* _Supplied text_:

A Beginner's Guide to SQL: From Creating Tables to Optimization

A Beginner's Guide to SQL: From Creating Tables to Optimization

Картинка к публикации: A Beginner's Guide to SQL: From Creating Tables to Optimization

Introduction to SQL

SQL (Structured Query Language) is a language used to interact with relational databases. Its main purpose is to provide developers and administrators with a straightforward yet powerful tool for storing, modifying, and retrieving data. Let’s dive into why SQL is so important and why almost every modern information system relies on relational DBMS (Database Management Systems).

What Is SQL and Why Is It Important?

SQL was created to simplify how we work with data. In earlier days, handling information in programs often meant dealing with complicated binary or text formats. With the advent of SQL, storing and searching data became much easier and faster.

  • Versatility. SQL is supported by most popular DBMSs: MySQL, PostgreSQL, Oracle, Microsoft SQL Server, and more.
  • Simplicity. The SQL query language has a readable syntax based on English keywords (SELECT, INSERT, UPDATE, DELETE).
  • Flexibility. SQL lets you perform complex filtering, sorting, aggregate calculations, and merges of data from multiple tables.
  • Standardization. The core syntax is similar across different DBMSs, making it simpler to switch from one system to another.

No matter if it’s an online store, a social network, or an internal accounting system, nearly every application is built around a database. This is why SQL skills are in demand in various projects.

Relational Databases: Key Principles

The relational model of databases is based on the idea that data is stored in two-dimensional tables (the term relation comes from this concept). In these tables, rows (or “records”) represent individual entities, while columns (or “fields”) represent the attributes of those entities.

Example: “Users” table structure

IDNameEmailRegistration Date
1Иванivan@example.com2025-01-01
2Еленаelena@example.com2025-01-02
3Николайnikolay@example.com2025-01-05
  • Columns (fields) represent different data points (ID, Name, Email, Registration Date).
  • Rows (records) are actual instances of data (in this case, users).

Core Principles of the Relational Model

  1. Unique name for each table. For example, users, orders, products.
  2. Explicit structure. Every table has a clearly defined set of columns with specific data types.

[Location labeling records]
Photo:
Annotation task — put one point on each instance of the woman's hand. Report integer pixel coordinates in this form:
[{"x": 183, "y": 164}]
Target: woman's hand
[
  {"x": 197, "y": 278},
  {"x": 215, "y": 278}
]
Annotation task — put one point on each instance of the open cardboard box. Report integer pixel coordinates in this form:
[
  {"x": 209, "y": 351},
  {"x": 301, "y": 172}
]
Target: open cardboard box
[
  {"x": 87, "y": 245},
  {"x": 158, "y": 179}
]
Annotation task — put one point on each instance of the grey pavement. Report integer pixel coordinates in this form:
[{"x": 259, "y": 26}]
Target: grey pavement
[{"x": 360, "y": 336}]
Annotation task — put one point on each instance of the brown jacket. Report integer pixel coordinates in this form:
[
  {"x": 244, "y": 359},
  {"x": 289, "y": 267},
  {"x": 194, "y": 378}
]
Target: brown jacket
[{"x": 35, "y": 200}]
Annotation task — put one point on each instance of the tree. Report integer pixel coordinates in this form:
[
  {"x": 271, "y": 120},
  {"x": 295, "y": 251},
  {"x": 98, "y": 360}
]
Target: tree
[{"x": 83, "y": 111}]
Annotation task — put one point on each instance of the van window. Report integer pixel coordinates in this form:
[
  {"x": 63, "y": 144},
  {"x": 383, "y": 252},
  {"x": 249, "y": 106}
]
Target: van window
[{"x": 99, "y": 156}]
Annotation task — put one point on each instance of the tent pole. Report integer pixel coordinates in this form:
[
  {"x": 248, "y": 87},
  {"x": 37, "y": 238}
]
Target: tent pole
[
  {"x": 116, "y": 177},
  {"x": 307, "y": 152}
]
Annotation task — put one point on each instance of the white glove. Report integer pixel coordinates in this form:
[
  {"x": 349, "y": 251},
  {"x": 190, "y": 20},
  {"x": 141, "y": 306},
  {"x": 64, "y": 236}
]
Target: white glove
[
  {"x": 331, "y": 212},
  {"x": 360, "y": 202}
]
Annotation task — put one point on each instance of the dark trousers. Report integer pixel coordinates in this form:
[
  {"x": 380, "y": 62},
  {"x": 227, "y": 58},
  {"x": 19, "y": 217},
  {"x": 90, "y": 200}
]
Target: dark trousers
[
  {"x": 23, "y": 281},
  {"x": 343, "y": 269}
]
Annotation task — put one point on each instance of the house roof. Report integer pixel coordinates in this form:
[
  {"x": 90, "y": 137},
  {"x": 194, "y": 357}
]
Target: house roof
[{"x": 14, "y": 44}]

* _The tasks_:
A – Can you summarize the SQL guide in two sentences?
B – What does the SQL guide say in answer to each question below? Mark your answers (i), (ii), (iii).
(i) Which English keywords does it give as examples of SQL's readable syntax?
(ii) According to the guide, where does the term "relation" come from?
(iii) Which example table names does it list under "Unique name for each table"?
C – Do these statements agree with the SQL guide? Answer each with yes or no and quote the words of the guide that decide it, marking your answers (i), (ii), (iii).
(i) PostgreSQL and Oracle support SQL.
(ii) In a relational table, columns represent individual entities.
(iii) The core SQL syntax differs greatly from one DBMS to another.

* _Per-task answers_:
A – SQL is a language for interacting with relational databases that gives developers and administrators a straightforward yet powerful tool for storing, modifying, and retrieving data, and it is valued for its versatility, simplicity, flexibility, and standardization. In the relational model, data is stored in two-dimensional tables whose rows represent individual entities and whose columns represent their attributes, and each table has a unique name and an explicit structure.

B –
(i) SELECT, INSERT, UPDATE, and DELETE.
(ii) From the idea that data is stored in two-dimensional tables.
(iii) users, orders, and products.

C –
(i) Yes: "SQL is supported by most popular DBMSs: MySQL, PostgreSQL, Oracle, Microsoft SQL Server, and more."
(ii) No: "rows (or “records”) represent individual entities, while columns (or “fields”) represent the attributes of those entities."
(iii) No: "The core syntax is similar across different DBMSs, making it simpler to switch from one system to another."